> _YOUR GOAL_
For the data below, report how many lines contain the string "query" and write nothing more.

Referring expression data
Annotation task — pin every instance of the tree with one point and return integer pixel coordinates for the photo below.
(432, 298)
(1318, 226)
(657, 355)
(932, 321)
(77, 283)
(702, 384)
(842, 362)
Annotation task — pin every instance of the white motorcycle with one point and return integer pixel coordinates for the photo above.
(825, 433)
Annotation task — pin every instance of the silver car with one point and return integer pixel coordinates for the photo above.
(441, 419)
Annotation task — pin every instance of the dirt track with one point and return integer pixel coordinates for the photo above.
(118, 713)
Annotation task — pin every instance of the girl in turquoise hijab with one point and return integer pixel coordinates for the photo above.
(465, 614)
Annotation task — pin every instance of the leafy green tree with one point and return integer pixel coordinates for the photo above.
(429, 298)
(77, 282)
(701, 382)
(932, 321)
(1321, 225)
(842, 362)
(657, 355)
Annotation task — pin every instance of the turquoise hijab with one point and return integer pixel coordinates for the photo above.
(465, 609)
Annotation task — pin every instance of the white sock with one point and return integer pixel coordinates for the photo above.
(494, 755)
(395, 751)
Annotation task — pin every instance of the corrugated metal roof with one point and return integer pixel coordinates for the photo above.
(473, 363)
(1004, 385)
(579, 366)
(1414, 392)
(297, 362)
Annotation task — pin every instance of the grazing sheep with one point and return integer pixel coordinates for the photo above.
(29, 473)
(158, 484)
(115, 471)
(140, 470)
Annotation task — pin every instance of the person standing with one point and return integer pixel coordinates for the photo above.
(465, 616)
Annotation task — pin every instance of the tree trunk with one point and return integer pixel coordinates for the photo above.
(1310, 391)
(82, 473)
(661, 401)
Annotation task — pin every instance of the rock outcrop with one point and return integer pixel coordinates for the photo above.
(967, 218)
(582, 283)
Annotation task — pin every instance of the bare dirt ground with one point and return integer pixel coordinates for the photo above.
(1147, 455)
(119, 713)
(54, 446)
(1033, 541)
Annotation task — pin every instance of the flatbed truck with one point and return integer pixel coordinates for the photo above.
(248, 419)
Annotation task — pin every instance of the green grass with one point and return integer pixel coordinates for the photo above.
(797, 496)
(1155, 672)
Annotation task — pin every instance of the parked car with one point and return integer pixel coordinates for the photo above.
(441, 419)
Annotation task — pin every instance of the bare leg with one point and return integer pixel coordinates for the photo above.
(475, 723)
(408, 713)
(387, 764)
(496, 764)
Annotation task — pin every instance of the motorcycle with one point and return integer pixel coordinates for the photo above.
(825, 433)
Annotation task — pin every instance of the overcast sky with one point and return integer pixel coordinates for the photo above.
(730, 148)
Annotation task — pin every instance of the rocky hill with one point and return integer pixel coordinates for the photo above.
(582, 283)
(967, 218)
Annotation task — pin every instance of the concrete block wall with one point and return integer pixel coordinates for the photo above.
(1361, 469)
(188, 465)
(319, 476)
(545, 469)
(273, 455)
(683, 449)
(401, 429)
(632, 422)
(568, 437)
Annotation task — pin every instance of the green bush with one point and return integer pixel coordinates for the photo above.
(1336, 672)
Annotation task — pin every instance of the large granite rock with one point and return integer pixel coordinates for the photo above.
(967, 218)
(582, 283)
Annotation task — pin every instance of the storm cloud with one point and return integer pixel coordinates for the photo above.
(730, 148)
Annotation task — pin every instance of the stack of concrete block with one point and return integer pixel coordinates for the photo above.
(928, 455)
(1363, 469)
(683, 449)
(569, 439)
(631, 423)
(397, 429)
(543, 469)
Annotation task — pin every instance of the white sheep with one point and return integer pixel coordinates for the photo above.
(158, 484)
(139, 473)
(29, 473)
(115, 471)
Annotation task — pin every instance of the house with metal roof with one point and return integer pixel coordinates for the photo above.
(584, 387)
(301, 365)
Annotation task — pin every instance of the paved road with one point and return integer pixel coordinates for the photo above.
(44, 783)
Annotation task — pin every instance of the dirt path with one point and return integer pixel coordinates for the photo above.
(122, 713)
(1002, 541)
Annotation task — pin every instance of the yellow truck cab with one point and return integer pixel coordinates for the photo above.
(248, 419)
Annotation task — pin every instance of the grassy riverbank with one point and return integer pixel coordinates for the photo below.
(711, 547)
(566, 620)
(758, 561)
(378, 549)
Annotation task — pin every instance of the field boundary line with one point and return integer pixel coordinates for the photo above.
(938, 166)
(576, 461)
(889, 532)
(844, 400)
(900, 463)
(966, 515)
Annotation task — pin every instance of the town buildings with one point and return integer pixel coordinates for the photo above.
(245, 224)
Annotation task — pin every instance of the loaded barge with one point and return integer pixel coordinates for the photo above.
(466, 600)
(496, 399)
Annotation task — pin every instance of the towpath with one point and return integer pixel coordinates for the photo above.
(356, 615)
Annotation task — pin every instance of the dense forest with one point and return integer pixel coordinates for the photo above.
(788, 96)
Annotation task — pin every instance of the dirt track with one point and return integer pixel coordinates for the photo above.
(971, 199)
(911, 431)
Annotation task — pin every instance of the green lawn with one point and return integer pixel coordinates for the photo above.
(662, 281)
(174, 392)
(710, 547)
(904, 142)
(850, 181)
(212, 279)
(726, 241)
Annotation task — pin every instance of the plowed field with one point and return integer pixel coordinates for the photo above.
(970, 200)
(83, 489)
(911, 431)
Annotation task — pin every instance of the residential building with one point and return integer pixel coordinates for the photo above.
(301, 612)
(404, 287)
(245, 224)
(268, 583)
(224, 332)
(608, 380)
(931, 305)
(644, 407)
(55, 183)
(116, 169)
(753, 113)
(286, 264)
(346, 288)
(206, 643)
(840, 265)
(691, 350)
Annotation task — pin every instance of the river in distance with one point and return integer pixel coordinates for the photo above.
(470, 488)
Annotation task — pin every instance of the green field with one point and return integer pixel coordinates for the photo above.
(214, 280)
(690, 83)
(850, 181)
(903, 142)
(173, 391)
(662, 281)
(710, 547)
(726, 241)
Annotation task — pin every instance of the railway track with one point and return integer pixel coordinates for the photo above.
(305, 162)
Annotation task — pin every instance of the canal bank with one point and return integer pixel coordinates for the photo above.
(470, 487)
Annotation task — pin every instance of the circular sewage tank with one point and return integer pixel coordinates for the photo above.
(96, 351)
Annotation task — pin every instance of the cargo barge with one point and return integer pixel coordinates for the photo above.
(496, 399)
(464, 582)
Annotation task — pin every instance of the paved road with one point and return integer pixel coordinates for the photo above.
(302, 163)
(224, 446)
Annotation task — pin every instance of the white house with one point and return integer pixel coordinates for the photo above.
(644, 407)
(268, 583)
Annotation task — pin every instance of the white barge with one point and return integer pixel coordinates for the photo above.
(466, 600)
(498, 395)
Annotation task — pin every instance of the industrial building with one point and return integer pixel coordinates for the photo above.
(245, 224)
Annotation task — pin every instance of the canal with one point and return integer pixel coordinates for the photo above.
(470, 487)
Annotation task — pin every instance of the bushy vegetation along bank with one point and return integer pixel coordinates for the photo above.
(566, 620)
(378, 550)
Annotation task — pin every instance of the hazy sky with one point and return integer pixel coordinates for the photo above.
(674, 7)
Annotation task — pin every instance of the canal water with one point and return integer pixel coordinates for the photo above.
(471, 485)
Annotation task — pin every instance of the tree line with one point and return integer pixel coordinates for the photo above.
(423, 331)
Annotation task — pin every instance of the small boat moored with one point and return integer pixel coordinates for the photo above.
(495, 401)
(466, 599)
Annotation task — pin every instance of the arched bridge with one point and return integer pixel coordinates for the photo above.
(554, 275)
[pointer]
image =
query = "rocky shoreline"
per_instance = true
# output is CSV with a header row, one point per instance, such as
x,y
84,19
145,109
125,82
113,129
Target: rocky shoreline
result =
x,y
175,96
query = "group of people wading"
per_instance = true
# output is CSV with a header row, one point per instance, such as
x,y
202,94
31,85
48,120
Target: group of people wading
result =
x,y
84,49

> _RESPONSE_
2